● **TEXTO**:
-----

Cultura sensorial del cine francés de posguerra


El final de la década de los 40 y la subsiguiente de los 50 apartarán definitivamente al cine francés de su tesis más clásica y comprometida: la que se conoció como film d'art. Para René Clair, autor romántico, hedonista, comprometido por tentaciones oníricas presentes en un universo de fantasías, frustraciones sentimentales, sueños extraordinarios, e incluso accidentadas aventuras amorosas, que recorrieran diversas épocas históricas inspiradas por ciertas exigencias capaces de ahondar sin el menor atenuante en profundos sarcasmos sobre el tópico de que "cualquier tiempo pasado fue mejor", los años 50 marcarán ya una definitiva etapa de decadencia.

-----

● **EJERCICIO**:
Conteste estas preguntas con los datos del texto:
1. ¿Con qué nombre se conoció la tesis más clásica y comprometida del cine francés?
2. ¿Qué tópico aparece entre comillas?
3. ¿Qué marcarán los años 50 para René Clair?
Las líneas de abajo no guardan relación con el texto.

● **DATOS REGISTRADOS**:
-----

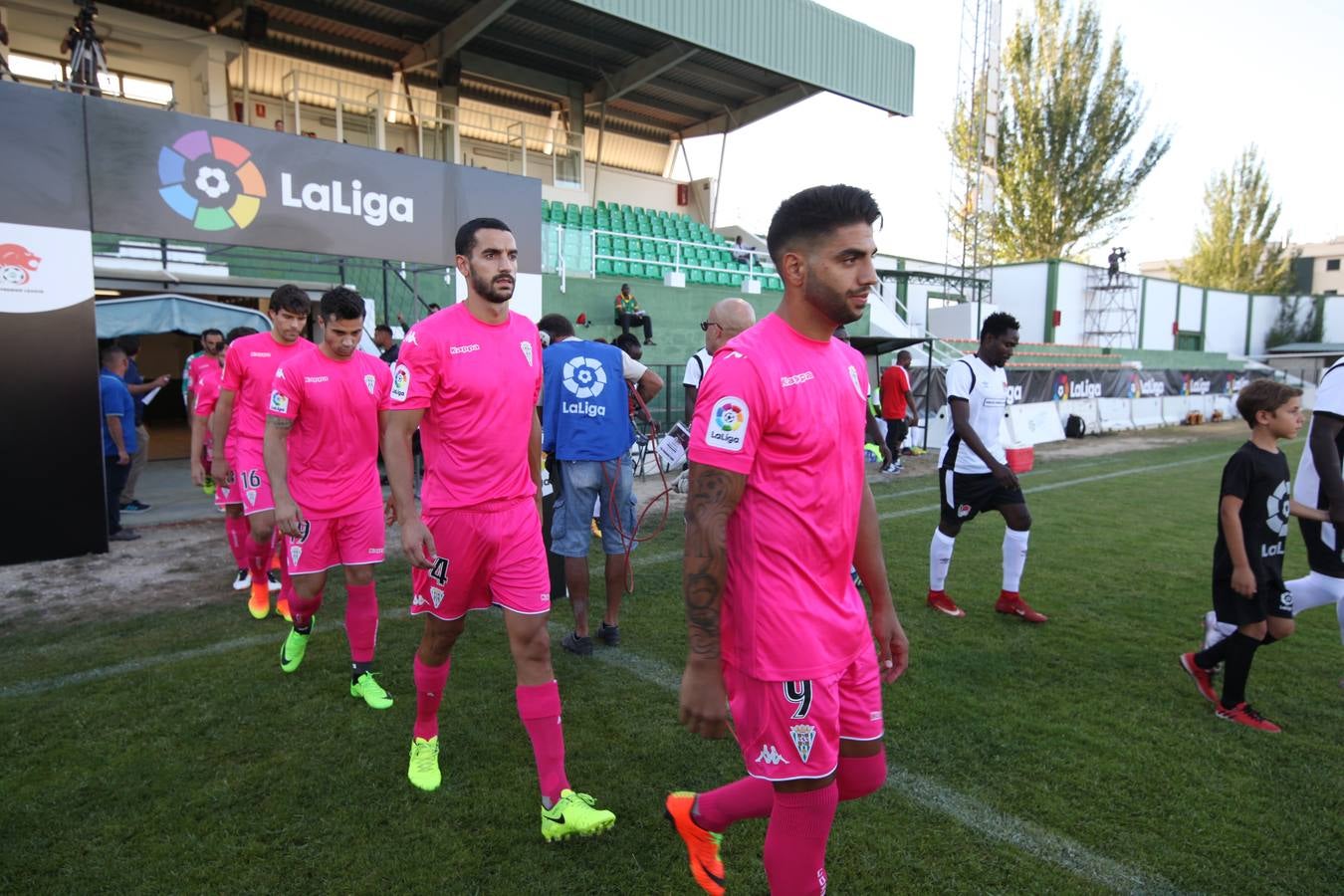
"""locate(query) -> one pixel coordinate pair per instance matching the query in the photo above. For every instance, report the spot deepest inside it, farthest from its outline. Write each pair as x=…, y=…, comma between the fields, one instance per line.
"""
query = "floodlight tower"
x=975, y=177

-----

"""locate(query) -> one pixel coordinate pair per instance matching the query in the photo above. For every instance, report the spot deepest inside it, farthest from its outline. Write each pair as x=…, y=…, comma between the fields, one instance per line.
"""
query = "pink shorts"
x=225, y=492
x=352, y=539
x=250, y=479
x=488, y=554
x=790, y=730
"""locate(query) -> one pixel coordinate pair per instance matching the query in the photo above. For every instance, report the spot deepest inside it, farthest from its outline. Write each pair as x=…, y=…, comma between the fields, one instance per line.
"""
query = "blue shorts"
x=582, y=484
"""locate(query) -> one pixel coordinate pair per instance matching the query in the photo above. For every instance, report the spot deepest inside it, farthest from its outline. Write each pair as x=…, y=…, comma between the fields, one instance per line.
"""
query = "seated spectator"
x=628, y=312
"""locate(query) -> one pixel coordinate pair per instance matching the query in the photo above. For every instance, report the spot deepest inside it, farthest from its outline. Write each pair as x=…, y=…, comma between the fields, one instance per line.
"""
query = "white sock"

-----

● **SOLUCIÓN**:
1. Se conoció como film d'art.
2. El tópico es "cualquier tiempo pasado fue mejor".
3. Para René Clair, los años 50 marcarán una definitiva etapa de decadencia.